Records:
--------------------------------------------------

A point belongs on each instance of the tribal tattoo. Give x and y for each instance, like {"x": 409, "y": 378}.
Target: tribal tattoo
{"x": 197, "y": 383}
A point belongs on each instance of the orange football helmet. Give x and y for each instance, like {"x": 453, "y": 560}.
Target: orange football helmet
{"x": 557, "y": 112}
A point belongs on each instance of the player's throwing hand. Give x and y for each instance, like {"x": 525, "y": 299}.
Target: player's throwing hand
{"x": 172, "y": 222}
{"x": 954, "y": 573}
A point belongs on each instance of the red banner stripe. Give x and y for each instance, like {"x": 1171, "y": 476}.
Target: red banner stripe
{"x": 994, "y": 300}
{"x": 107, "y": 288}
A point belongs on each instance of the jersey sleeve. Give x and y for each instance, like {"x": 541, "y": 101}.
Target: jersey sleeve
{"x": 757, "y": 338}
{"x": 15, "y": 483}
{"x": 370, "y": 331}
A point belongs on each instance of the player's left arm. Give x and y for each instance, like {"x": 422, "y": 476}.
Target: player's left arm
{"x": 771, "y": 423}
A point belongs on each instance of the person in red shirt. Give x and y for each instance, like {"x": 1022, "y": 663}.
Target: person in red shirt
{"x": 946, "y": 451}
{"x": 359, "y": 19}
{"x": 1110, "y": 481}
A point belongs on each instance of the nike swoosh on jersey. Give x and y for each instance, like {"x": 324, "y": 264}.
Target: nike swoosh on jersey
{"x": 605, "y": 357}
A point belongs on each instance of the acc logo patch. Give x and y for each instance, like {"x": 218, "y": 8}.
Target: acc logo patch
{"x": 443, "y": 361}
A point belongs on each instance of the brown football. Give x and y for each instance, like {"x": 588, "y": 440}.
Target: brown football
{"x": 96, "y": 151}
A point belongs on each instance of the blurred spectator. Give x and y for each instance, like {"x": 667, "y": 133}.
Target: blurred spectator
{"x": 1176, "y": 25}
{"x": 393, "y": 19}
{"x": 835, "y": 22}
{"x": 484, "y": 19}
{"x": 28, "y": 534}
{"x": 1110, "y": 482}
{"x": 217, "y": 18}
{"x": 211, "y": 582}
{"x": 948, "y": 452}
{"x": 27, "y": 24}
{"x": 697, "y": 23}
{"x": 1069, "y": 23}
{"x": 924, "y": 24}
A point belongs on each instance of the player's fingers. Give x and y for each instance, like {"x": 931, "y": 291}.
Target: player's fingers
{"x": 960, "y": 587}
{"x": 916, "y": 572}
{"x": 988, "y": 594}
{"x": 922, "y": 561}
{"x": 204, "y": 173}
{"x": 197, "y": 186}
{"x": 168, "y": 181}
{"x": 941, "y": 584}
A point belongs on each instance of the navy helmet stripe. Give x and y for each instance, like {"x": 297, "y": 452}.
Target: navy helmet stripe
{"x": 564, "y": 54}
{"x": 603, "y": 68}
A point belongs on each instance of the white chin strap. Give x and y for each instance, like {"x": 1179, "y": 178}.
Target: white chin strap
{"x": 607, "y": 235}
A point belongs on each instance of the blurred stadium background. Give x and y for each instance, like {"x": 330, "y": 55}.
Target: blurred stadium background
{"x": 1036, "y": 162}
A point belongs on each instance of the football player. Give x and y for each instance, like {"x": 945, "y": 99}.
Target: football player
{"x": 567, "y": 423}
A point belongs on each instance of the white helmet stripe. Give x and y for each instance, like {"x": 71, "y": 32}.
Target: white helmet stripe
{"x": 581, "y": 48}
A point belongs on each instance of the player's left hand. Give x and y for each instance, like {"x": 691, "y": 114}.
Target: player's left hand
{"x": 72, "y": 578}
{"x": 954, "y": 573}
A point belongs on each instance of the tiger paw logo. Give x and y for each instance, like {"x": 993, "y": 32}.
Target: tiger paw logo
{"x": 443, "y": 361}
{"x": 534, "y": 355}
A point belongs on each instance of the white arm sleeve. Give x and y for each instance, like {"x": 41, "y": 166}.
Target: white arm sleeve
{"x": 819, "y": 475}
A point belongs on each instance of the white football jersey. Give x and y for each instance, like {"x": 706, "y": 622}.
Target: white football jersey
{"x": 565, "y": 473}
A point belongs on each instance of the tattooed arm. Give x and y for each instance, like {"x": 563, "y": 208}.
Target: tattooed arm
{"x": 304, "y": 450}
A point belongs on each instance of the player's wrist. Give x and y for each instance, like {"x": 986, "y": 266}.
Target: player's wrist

--------------------------------------------------

## Directions
Duplicate everything in the records from the line containing "A point belongs on each instance of the player's wrist." down to the end of the records.

## Solution to this exercise
A point belongs on each instance of the player's wrist. Give x and y for each instance, like {"x": 986, "y": 266}.
Target: player's wrist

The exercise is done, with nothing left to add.